-- Start of Given entries --
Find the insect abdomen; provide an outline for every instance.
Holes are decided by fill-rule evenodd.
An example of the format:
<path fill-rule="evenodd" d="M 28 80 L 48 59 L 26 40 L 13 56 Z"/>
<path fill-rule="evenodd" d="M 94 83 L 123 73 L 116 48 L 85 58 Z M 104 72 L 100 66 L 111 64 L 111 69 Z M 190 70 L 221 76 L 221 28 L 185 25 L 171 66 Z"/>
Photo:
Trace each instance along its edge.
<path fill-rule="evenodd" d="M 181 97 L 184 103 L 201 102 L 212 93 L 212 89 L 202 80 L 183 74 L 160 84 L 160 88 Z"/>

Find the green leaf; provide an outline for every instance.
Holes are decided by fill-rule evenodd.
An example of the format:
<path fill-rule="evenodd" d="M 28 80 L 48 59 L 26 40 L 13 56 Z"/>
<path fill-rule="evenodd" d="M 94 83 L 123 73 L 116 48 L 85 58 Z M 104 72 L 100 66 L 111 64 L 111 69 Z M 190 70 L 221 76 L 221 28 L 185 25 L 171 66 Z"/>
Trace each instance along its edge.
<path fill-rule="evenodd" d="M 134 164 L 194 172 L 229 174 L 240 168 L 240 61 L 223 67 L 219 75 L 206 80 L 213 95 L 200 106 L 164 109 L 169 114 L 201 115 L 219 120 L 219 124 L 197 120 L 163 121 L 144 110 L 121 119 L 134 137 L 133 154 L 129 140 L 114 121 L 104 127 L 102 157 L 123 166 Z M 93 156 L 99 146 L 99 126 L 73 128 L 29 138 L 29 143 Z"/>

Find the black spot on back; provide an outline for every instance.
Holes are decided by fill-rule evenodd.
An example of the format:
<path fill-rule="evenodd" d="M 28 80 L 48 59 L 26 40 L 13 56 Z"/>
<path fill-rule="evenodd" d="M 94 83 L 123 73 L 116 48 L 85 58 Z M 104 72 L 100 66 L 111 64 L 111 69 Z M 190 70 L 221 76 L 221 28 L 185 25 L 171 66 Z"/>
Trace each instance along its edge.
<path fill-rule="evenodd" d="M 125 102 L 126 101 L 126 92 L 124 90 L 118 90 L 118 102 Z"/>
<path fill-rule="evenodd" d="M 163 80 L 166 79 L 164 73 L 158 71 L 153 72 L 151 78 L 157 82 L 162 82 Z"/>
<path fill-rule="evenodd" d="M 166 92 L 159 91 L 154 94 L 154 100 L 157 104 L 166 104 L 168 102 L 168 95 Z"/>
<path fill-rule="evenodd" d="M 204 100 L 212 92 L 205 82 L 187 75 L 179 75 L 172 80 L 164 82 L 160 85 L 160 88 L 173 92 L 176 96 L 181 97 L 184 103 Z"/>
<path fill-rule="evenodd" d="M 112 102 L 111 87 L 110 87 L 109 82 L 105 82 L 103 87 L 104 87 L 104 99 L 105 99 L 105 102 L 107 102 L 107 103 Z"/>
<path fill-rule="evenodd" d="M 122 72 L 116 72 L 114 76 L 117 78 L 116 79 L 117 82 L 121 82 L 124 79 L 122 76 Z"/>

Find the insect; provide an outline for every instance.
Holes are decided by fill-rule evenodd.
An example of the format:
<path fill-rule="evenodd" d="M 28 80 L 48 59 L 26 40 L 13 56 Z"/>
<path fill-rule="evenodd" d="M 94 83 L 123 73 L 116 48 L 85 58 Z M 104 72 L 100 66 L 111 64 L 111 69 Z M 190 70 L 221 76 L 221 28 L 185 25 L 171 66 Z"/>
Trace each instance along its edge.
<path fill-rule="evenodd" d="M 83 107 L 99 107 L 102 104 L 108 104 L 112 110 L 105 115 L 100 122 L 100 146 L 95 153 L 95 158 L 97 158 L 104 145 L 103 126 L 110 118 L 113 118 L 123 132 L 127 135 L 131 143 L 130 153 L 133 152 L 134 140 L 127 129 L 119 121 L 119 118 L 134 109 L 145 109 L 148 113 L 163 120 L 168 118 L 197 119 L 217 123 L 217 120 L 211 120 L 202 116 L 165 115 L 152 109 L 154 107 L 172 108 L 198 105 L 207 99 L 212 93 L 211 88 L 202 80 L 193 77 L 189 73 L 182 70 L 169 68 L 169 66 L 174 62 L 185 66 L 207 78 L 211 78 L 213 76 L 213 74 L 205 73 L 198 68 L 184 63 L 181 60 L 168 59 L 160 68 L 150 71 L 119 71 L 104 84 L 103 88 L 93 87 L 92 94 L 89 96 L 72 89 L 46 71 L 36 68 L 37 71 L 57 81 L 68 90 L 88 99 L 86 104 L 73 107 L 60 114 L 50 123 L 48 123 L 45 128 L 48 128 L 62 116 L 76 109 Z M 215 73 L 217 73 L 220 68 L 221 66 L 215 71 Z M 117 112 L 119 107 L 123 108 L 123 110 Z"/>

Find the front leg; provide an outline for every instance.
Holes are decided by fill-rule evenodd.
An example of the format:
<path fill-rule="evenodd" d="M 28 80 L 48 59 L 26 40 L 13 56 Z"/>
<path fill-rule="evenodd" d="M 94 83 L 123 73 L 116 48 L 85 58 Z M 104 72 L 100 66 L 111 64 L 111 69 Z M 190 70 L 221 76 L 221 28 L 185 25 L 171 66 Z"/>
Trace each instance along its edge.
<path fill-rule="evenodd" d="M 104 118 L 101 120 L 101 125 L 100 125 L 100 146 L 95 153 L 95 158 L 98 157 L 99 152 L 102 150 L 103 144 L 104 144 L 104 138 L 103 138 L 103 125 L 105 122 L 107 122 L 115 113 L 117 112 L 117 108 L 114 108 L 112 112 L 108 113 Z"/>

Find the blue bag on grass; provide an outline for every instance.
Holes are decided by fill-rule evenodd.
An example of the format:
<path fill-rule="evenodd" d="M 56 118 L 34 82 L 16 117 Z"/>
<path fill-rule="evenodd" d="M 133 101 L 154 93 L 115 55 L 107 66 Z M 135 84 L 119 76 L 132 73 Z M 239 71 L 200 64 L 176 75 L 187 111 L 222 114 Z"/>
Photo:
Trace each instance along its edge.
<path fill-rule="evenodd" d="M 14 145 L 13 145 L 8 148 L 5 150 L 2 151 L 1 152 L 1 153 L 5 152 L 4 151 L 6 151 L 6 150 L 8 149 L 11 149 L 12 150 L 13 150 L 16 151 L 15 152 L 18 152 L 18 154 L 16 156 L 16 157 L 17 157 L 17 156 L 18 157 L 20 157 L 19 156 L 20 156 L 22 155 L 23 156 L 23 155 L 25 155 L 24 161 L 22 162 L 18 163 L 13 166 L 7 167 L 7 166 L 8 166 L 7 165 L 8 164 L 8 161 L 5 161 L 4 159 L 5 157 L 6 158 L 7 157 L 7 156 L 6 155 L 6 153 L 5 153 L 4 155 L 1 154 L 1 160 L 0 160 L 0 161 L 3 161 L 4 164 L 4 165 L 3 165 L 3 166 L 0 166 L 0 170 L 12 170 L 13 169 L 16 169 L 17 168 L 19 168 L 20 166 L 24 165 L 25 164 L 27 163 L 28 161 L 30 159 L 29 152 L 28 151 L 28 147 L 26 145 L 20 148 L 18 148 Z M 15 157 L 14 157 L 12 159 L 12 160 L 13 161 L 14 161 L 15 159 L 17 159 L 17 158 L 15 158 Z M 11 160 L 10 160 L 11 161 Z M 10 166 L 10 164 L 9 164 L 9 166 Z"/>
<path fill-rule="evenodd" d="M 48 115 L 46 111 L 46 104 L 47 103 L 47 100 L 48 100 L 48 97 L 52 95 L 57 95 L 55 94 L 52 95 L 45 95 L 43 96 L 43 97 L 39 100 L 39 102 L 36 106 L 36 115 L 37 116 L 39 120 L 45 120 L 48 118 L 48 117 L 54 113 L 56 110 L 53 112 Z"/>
-- End of Given entries --
- Exercise directions:
Copy out every one of the entries above word for word, keeping each line as it stands.

- Solution to this task:
Find the insect abdomen; provide an outline for every instance.
Holes are decided by fill-rule evenodd.
An example of the format:
<path fill-rule="evenodd" d="M 28 80 L 48 59 L 26 40 L 13 56 Z"/>
<path fill-rule="evenodd" d="M 94 83 L 123 73 L 116 48 L 85 58 Z M 104 72 L 100 66 L 111 64 L 111 69 Z M 190 70 L 221 76 L 221 28 L 185 25 L 171 66 Z"/>
Photo:
Trace each instance along its edge.
<path fill-rule="evenodd" d="M 181 97 L 184 103 L 201 102 L 212 93 L 212 89 L 202 80 L 183 74 L 160 84 L 160 88 Z"/>

Find the green leaf; provide an outline for every instance.
Holes are decided by fill-rule evenodd.
An example of the format:
<path fill-rule="evenodd" d="M 28 80 L 48 59 L 26 40 L 13 56 Z"/>
<path fill-rule="evenodd" d="M 94 83 L 123 73 L 116 48 L 85 58 Z M 104 72 L 100 66 L 111 64 L 111 69 Z M 190 70 L 221 76 L 221 28 L 185 25 L 171 66 Z"/>
Trace each instance along its edge.
<path fill-rule="evenodd" d="M 134 164 L 194 172 L 229 174 L 240 168 L 240 61 L 223 67 L 219 75 L 206 80 L 213 95 L 200 106 L 164 109 L 169 114 L 201 115 L 219 120 L 219 124 L 197 120 L 163 121 L 144 110 L 121 119 L 134 137 L 133 154 L 129 140 L 114 121 L 104 127 L 102 157 L 123 166 Z M 93 156 L 99 146 L 99 126 L 73 128 L 29 138 L 29 143 Z"/>

Find the black spot on back; provide an outline for every instance.
Holes are decided by fill-rule evenodd.
An example of the format:
<path fill-rule="evenodd" d="M 28 80 L 48 59 L 26 40 L 13 56 Z"/>
<path fill-rule="evenodd" d="M 94 83 L 123 73 L 116 48 L 85 58 Z M 104 72 L 100 66 L 111 64 L 111 69 Z M 190 70 L 221 76 L 221 28 L 185 25 L 171 66 Z"/>
Trace each instance along its edge.
<path fill-rule="evenodd" d="M 125 102 L 126 101 L 126 92 L 124 90 L 118 90 L 118 102 Z"/>
<path fill-rule="evenodd" d="M 163 80 L 166 79 L 164 73 L 158 71 L 153 72 L 151 78 L 157 82 L 162 82 Z"/>
<path fill-rule="evenodd" d="M 166 92 L 159 91 L 154 94 L 154 100 L 157 104 L 166 104 L 168 102 L 168 95 Z"/>
<path fill-rule="evenodd" d="M 204 100 L 212 92 L 205 82 L 187 75 L 179 75 L 172 80 L 164 82 L 160 85 L 160 88 L 173 92 L 176 96 L 181 97 L 184 103 Z"/>
<path fill-rule="evenodd" d="M 112 102 L 111 87 L 110 87 L 109 82 L 105 82 L 103 87 L 104 87 L 104 99 L 105 99 L 105 102 L 107 102 L 107 103 Z"/>
<path fill-rule="evenodd" d="M 122 72 L 116 72 L 114 76 L 117 78 L 116 79 L 117 82 L 121 82 L 124 79 L 122 76 Z"/>

Find the insect; provide an outline for every instance.
Holes are decided by fill-rule evenodd.
An example of the format:
<path fill-rule="evenodd" d="M 28 80 L 48 59 L 26 40 L 13 56 Z"/>
<path fill-rule="evenodd" d="M 94 83 L 123 73 L 116 48 L 85 58 Z M 104 72 L 100 66 L 111 64 L 111 69 Z M 190 70 L 221 76 L 221 28 L 185 25 L 171 66 Z"/>
Trace each instance along its edge.
<path fill-rule="evenodd" d="M 83 107 L 99 107 L 102 104 L 108 104 L 112 110 L 105 115 L 100 122 L 100 146 L 95 153 L 95 158 L 97 158 L 104 145 L 103 126 L 110 118 L 113 118 L 123 132 L 127 135 L 131 143 L 130 153 L 133 152 L 134 140 L 127 129 L 119 121 L 119 118 L 134 109 L 145 109 L 148 113 L 163 120 L 168 118 L 197 119 L 217 123 L 217 120 L 211 120 L 202 116 L 165 115 L 152 109 L 154 107 L 172 108 L 198 105 L 207 99 L 212 93 L 211 88 L 202 80 L 193 77 L 189 73 L 182 70 L 169 68 L 169 66 L 174 62 L 185 66 L 207 78 L 211 78 L 213 76 L 213 74 L 205 73 L 198 68 L 184 63 L 181 60 L 168 59 L 160 68 L 150 71 L 119 71 L 104 84 L 103 88 L 93 87 L 92 94 L 89 96 L 72 89 L 46 71 L 36 68 L 37 71 L 57 81 L 68 90 L 88 99 L 86 104 L 73 107 L 60 114 L 50 123 L 48 123 L 45 128 L 48 128 L 62 116 L 76 109 Z M 215 73 L 217 73 L 220 68 L 221 66 L 215 71 Z M 117 112 L 119 107 L 123 108 L 123 110 Z"/>

Find the front leg; provide an outline for every instance.
Holes are decided by fill-rule evenodd.
An example of the format:
<path fill-rule="evenodd" d="M 28 80 L 48 59 L 26 40 L 13 56 Z"/>
<path fill-rule="evenodd" d="M 94 83 L 123 73 L 116 48 L 85 58 Z M 104 72 L 100 66 L 111 64 L 111 69 Z M 190 70 L 221 76 L 221 28 L 185 25 L 171 66 Z"/>
Trace each instance along its edge.
<path fill-rule="evenodd" d="M 104 118 L 101 120 L 101 125 L 100 125 L 100 146 L 95 153 L 95 158 L 98 157 L 99 152 L 102 150 L 103 144 L 104 144 L 104 138 L 103 138 L 103 125 L 105 122 L 107 122 L 115 113 L 117 112 L 117 108 L 114 108 L 112 112 L 108 113 Z"/>

Find the blue bag on grass; provide an outline for every instance.
Holes are decided by fill-rule evenodd.
An example of the format:
<path fill-rule="evenodd" d="M 56 118 L 34 82 L 16 117 Z"/>
<path fill-rule="evenodd" d="M 133 101 L 154 93 L 115 55 L 107 66 Z M 135 84 L 119 76 L 132 73 Z M 239 71 L 200 64 L 176 75 L 187 111 L 222 114 Z"/>
Photo:
Trace each instance along its edge.
<path fill-rule="evenodd" d="M 14 145 L 13 145 L 8 148 L 5 150 L 2 151 L 1 152 L 1 153 L 5 152 L 4 151 L 6 151 L 6 150 L 8 149 L 11 149 L 12 150 L 13 150 L 16 151 L 15 152 L 18 152 L 18 154 L 16 156 L 16 157 L 17 157 L 17 156 L 18 157 L 20 157 L 19 156 L 20 156 L 22 155 L 23 156 L 23 155 L 25 155 L 24 161 L 22 162 L 18 163 L 13 166 L 7 167 L 7 166 L 8 166 L 7 165 L 8 164 L 8 161 L 5 161 L 4 159 L 5 157 L 6 158 L 7 157 L 7 156 L 6 155 L 6 153 L 5 153 L 4 155 L 1 154 L 1 160 L 0 160 L 0 161 L 3 161 L 4 164 L 4 165 L 3 165 L 3 166 L 0 166 L 0 170 L 12 170 L 13 169 L 16 169 L 17 168 L 19 168 L 20 166 L 24 165 L 25 164 L 27 163 L 28 161 L 30 159 L 29 152 L 28 151 L 28 147 L 26 145 L 20 148 L 18 148 Z M 15 157 L 14 157 L 12 159 L 12 160 L 13 161 L 14 161 L 15 159 L 17 159 L 17 158 L 15 158 Z M 11 160 L 10 160 L 11 161 Z M 10 166 L 10 164 L 9 164 L 9 166 Z"/>
<path fill-rule="evenodd" d="M 48 115 L 46 111 L 46 104 L 47 103 L 47 100 L 48 100 L 48 97 L 52 95 L 57 95 L 55 94 L 52 95 L 45 95 L 43 96 L 43 97 L 39 100 L 39 102 L 36 106 L 36 115 L 37 116 L 39 120 L 45 120 L 48 118 L 48 117 L 54 113 L 56 110 L 53 112 Z"/>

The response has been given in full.